→ **Material shown**
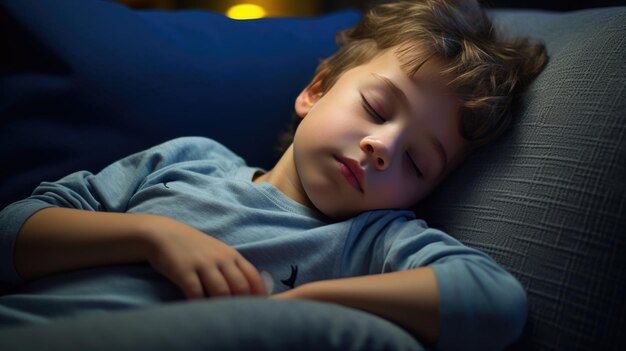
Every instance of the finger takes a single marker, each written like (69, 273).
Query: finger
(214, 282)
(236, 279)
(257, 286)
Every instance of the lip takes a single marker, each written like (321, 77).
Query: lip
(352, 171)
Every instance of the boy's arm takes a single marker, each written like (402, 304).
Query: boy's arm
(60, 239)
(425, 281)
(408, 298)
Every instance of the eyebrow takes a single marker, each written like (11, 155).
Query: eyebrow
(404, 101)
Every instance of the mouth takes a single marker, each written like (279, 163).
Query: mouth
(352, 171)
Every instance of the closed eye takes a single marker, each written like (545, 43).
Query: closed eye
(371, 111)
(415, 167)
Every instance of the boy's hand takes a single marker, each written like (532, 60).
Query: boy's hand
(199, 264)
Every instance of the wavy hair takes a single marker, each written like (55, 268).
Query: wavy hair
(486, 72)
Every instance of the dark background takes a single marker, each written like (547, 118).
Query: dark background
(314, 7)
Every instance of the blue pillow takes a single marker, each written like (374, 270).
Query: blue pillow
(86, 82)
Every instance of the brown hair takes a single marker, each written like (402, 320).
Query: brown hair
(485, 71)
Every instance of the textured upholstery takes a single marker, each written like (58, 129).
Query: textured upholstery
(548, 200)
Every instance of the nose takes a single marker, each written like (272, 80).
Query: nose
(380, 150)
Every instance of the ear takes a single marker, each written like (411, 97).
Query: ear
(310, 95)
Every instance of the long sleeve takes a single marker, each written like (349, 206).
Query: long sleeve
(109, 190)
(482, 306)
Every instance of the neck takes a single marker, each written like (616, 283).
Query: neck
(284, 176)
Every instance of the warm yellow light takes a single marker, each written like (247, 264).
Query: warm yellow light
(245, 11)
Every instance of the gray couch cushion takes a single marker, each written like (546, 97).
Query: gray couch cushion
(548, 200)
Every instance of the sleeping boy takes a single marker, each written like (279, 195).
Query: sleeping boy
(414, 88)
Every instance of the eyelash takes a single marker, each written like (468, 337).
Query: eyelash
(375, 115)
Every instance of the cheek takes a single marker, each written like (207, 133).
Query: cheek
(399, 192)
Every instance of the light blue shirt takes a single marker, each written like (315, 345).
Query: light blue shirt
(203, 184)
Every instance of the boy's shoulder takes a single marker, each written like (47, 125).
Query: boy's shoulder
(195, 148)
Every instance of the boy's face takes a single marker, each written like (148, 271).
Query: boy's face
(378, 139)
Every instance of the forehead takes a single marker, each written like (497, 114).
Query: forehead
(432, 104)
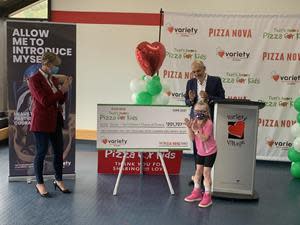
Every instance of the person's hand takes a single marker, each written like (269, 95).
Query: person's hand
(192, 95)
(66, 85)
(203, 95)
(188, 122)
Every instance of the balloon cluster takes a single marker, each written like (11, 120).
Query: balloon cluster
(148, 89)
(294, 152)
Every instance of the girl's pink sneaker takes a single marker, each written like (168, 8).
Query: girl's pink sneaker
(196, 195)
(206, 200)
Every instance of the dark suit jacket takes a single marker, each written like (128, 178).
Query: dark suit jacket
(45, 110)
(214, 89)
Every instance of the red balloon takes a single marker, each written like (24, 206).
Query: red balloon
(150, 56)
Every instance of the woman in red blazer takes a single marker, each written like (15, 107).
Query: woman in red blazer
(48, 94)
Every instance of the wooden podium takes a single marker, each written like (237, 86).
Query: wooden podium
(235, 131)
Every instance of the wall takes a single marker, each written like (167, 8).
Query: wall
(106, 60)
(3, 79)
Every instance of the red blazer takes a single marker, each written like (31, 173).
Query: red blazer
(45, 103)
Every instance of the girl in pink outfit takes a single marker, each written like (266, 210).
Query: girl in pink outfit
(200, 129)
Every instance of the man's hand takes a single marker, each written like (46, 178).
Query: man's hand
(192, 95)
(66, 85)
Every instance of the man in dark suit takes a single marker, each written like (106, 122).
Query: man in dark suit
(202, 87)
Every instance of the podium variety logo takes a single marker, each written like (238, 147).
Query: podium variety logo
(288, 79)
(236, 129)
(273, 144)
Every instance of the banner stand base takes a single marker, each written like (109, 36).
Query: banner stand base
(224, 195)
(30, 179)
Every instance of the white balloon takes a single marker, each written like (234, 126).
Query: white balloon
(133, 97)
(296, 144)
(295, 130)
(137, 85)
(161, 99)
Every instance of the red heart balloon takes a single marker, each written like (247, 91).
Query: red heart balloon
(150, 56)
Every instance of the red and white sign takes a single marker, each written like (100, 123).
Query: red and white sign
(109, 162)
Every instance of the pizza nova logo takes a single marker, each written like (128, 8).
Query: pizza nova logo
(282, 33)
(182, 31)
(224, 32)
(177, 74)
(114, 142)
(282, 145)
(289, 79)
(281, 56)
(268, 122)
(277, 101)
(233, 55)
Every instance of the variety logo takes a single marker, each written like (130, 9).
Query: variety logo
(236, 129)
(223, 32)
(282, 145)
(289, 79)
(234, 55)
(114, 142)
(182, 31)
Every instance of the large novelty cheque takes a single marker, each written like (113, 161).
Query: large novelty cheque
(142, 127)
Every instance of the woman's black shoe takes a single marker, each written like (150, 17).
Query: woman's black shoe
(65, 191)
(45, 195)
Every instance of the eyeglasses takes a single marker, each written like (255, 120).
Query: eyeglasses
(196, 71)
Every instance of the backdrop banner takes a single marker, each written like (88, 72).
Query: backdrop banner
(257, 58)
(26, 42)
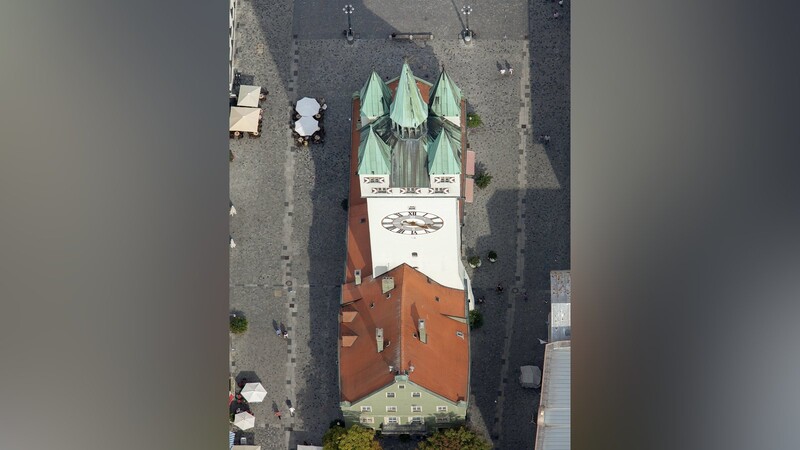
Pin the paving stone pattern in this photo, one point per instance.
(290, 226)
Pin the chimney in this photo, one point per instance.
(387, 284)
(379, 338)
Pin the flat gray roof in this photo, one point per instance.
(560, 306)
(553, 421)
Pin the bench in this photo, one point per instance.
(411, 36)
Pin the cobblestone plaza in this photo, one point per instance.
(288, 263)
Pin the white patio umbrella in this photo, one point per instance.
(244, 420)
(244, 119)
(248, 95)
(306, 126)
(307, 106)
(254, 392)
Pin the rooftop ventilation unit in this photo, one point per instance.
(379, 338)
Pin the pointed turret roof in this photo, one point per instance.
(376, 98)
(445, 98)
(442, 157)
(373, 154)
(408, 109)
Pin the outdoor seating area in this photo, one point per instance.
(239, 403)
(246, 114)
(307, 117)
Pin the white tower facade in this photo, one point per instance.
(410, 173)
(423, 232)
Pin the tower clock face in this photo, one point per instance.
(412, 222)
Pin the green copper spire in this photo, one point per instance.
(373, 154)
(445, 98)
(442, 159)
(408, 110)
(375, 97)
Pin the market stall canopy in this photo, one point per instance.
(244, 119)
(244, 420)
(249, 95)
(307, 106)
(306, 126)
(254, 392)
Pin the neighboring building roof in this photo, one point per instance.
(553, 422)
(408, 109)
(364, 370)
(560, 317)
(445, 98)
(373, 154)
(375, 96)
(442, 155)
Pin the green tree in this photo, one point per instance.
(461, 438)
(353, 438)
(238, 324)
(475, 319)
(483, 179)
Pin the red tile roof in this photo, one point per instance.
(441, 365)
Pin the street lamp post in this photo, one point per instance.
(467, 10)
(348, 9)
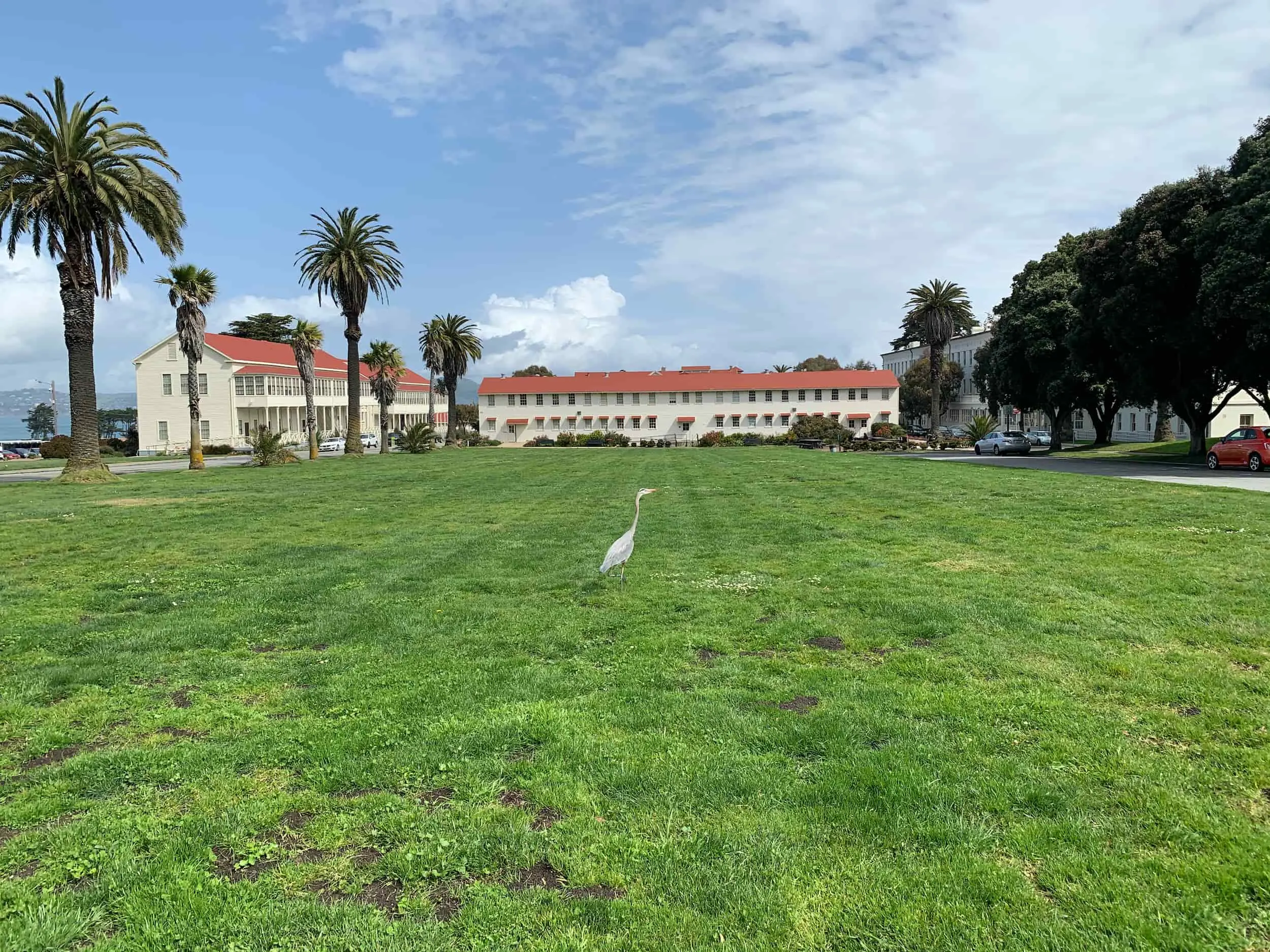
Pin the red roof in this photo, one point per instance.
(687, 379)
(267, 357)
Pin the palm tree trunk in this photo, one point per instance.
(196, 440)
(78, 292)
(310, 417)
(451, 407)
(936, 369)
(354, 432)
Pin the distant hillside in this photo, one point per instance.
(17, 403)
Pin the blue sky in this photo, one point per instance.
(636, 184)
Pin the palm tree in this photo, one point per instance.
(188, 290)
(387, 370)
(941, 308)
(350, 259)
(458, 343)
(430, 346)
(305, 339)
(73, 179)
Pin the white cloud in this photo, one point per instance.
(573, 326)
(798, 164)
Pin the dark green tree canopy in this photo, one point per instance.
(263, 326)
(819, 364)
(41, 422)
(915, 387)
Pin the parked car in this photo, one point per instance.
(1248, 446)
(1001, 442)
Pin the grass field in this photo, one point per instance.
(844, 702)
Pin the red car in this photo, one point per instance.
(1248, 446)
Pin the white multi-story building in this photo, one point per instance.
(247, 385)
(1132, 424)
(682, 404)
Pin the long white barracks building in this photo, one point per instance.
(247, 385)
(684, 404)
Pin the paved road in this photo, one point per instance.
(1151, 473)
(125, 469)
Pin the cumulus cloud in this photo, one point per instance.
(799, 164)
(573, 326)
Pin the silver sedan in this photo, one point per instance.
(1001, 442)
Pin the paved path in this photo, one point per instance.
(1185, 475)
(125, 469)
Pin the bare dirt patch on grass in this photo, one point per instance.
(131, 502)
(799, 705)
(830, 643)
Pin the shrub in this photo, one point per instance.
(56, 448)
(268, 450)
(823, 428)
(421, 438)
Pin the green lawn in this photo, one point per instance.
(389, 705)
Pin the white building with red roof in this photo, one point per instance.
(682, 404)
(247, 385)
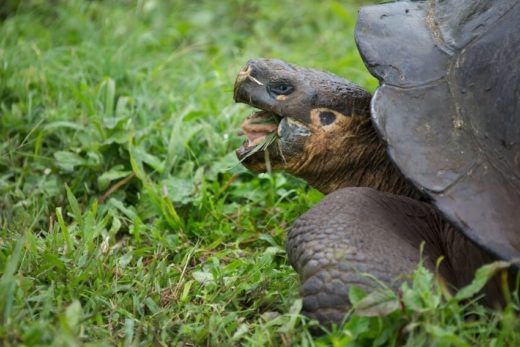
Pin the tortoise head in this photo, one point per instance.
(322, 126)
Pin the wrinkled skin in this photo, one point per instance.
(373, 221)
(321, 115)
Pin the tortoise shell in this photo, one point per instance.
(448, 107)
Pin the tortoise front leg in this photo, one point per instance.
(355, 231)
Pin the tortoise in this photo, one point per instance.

→ **Task prompt**
Retype exactly the lines of the data above that fall between the line with "Every instance of the man in" and the line with "Every instance of the variety", inclusive, and add nothing.

→ **Output of the exercise**
Every instance of the man in dark suit takes a single marker, each written like (106, 122).
Query: man in dark suit
(202, 87)
Every instance of the podium variety logo takes a single marker, each written like (238, 147).
Query: podium variety logo
(288, 79)
(236, 129)
(273, 144)
Every instance of the banner stand base takes a single marker, each written like (109, 36).
Query: banner stand base
(224, 195)
(30, 179)
Every instance of the white balloon takes a single marker, each written like (234, 126).
Query: white balloon
(133, 97)
(296, 144)
(295, 130)
(137, 85)
(161, 99)
Every instance of the red heart balloon takes a single marker, each written like (247, 91).
Query: red heart balloon
(150, 56)
Every instance of the red and white sign takes a single marker, each written like (100, 123).
Query: red and white sign
(109, 162)
Every instance of the pizza nova logo takes a single marker, each written like (128, 8).
Query: pizza nova logo
(282, 33)
(182, 31)
(224, 32)
(177, 74)
(114, 142)
(282, 145)
(289, 79)
(281, 56)
(268, 122)
(277, 101)
(233, 55)
Every instance of the variety logo takes a single marker, each written like (130, 9).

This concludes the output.